# Exercise requirements
When you reach the line in the data below that contains "Note to the class: point out every instance of the blond", please start repeating lines exactly, and stop after the line that contains "Note to the class: point out every instance of the blurred", repeating nothing else.

# Source information

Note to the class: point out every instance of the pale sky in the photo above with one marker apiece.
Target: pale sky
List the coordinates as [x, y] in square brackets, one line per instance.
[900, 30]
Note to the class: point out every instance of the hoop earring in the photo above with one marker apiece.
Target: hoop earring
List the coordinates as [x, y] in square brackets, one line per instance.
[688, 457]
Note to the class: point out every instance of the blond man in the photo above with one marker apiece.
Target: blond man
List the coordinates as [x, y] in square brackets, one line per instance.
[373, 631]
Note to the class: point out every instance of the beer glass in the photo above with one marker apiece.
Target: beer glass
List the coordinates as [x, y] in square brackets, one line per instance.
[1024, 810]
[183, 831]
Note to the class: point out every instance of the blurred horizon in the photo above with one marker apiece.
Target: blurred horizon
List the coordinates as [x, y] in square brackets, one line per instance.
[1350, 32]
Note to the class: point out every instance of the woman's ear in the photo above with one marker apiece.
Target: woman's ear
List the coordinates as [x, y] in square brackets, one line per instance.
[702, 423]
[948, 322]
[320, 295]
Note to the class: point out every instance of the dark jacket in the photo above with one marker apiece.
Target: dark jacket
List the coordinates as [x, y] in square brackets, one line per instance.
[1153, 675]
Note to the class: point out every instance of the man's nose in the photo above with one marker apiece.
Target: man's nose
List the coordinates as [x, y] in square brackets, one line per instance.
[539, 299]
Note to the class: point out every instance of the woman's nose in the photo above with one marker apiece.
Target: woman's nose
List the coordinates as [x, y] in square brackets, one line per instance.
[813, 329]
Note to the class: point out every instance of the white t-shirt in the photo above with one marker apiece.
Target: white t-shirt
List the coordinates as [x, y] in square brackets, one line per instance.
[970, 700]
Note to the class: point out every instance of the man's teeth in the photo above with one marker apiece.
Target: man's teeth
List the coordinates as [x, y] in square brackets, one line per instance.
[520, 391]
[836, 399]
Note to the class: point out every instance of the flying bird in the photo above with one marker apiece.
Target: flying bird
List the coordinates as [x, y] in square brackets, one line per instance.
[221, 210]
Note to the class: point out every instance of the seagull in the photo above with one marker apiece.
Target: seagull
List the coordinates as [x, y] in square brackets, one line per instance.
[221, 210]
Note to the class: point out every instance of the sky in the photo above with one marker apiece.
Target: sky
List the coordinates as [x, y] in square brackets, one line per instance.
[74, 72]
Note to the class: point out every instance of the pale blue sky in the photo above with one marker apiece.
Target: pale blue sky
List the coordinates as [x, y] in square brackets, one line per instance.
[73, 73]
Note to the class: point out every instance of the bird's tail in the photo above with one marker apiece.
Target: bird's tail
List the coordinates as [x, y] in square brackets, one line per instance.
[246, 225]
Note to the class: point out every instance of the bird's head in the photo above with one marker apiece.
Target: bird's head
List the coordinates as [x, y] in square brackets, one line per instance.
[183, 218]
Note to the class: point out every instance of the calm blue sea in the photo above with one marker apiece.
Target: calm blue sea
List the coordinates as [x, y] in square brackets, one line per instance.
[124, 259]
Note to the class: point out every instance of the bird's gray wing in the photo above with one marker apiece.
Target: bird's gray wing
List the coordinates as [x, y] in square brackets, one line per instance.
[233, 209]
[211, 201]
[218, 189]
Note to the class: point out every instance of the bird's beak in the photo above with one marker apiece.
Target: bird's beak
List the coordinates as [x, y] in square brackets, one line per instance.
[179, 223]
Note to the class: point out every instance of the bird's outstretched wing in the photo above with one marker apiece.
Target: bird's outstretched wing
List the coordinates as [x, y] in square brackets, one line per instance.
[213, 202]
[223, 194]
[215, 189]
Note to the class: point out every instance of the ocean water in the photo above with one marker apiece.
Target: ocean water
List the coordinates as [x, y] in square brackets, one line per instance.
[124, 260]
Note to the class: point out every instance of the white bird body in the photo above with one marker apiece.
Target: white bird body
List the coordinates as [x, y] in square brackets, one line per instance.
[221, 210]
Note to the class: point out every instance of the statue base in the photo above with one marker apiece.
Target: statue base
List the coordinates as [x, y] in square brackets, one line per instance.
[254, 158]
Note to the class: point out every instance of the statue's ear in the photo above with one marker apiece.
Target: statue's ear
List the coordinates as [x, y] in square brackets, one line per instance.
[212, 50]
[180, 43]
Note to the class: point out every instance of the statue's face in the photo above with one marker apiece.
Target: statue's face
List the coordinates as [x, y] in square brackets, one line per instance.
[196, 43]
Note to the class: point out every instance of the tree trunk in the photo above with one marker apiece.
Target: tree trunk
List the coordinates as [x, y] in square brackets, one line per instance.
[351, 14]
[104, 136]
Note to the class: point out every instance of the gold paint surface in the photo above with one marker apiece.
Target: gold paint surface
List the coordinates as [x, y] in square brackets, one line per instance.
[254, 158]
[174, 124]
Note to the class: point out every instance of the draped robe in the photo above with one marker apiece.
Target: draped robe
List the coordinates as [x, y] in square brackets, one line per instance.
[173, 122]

# Result of the exercise
Note to the class: point out every instance of the blond man in the photo above with one marker apiece.
Target: blond man
List the coordinates as [x, y] in square brackets, one line per instance.
[373, 631]
Note to the class: point out every instance of the beer glass in the photo above with one marker apiece.
Target: beer glass
List the coordinates as [x, y] in square brackets, one line per instance.
[1024, 810]
[183, 831]
Note to the class: point out every instance of the blurred horizon in the photo above with one marker apiece.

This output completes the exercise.